## What to do
Rewrite every line of the records below, requests included, shifting each polygon outline by adding 116 to both the x and the y value of every point coordinate in the answers. Leave the requests and the format samples they contain unchanged.

Contour annotation records:
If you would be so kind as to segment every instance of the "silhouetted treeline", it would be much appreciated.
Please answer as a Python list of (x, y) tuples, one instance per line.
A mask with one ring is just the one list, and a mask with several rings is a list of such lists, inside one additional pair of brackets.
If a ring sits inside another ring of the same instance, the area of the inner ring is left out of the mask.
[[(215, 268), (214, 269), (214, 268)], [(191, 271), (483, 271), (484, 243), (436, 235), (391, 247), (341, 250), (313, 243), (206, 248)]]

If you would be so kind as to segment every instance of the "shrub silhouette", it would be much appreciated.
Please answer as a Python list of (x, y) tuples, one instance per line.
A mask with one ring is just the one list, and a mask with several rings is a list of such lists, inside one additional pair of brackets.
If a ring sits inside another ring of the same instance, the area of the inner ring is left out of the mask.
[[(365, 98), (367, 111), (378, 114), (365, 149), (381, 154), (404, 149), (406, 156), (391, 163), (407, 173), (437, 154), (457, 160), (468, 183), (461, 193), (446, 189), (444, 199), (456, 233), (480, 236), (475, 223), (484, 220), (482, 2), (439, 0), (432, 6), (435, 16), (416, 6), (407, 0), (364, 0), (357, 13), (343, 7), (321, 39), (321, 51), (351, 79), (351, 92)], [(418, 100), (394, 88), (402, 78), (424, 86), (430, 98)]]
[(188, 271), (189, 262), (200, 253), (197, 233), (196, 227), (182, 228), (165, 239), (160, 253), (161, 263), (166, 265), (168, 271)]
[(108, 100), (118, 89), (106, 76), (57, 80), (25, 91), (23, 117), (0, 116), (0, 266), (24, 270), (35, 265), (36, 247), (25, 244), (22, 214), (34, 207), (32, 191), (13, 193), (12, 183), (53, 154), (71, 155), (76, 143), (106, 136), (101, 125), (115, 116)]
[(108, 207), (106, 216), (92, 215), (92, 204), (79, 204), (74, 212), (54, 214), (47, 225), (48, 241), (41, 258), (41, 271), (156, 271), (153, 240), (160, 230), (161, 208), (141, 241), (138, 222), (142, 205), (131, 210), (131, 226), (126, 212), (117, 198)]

## Full solution
If you would be so kind as to segment every instance of the "silhouetted treeline", it would be much appreciated.
Please answer as a Python list of (x, y) tuples, one instance per line.
A mask with one ring is just the one list, and a mask with several rings is a list of such lists, inside one additional pair of brackets.
If a ring sits inside another ring of the same instance, the area of the inner ring is left out of the mask.
[[(331, 384), (330, 385), (330, 384)], [(307, 387), (599, 387), (600, 359), (552, 351), (507, 363), (457, 366), (429, 359), (322, 364)]]

If you would be so kind as to segment every instance of the "shrub silhouette", it would be much appreciated.
Please answer as a Python list of (x, y) tuples, one instance per line.
A mask with one ring is just the one list, and a mask with several rings is a list of such lists, inside one additional pair of brackets.
If a ring sits inside another ring of the same instance, the area of the inner ring is left out of the mask.
[[(481, 214), (483, 227), (494, 230), (481, 265), (497, 270), (520, 265), (522, 272), (507, 279), (523, 289), (553, 270), (573, 276), (584, 299), (577, 309), (562, 305), (560, 315), (572, 349), (596, 352), (591, 339), (600, 336), (598, 118), (555, 116), (548, 122), (551, 132), (532, 122), (523, 116), (480, 116), (473, 129), (459, 123), (437, 155), (437, 167), (467, 195), (467, 208)], [(534, 216), (510, 204), (518, 194), (540, 202), (546, 214)]]
[(304, 387), (305, 378), (316, 369), (313, 349), (312, 343), (298, 344), (281, 355), (276, 369), (277, 379), (282, 381), (284, 387)]
[(224, 216), (234, 205), (222, 192), (173, 196), (141, 207), (139, 233), (116, 232), (116, 382), (140, 386), (151, 381), (152, 363), (141, 360), (138, 330), (150, 323), (148, 307), (129, 309), (128, 299), (169, 270), (187, 271), (192, 259), (222, 252), (217, 241), (231, 232)]
[(224, 323), (222, 332), (208, 331), (208, 320), (195, 320), (190, 328), (170, 330), (163, 341), (164, 357), (157, 374), (157, 387), (272, 387), (269, 356), (276, 346), (277, 324), (257, 357), (254, 338), (258, 321), (247, 326), (247, 342), (242, 328), (233, 314)]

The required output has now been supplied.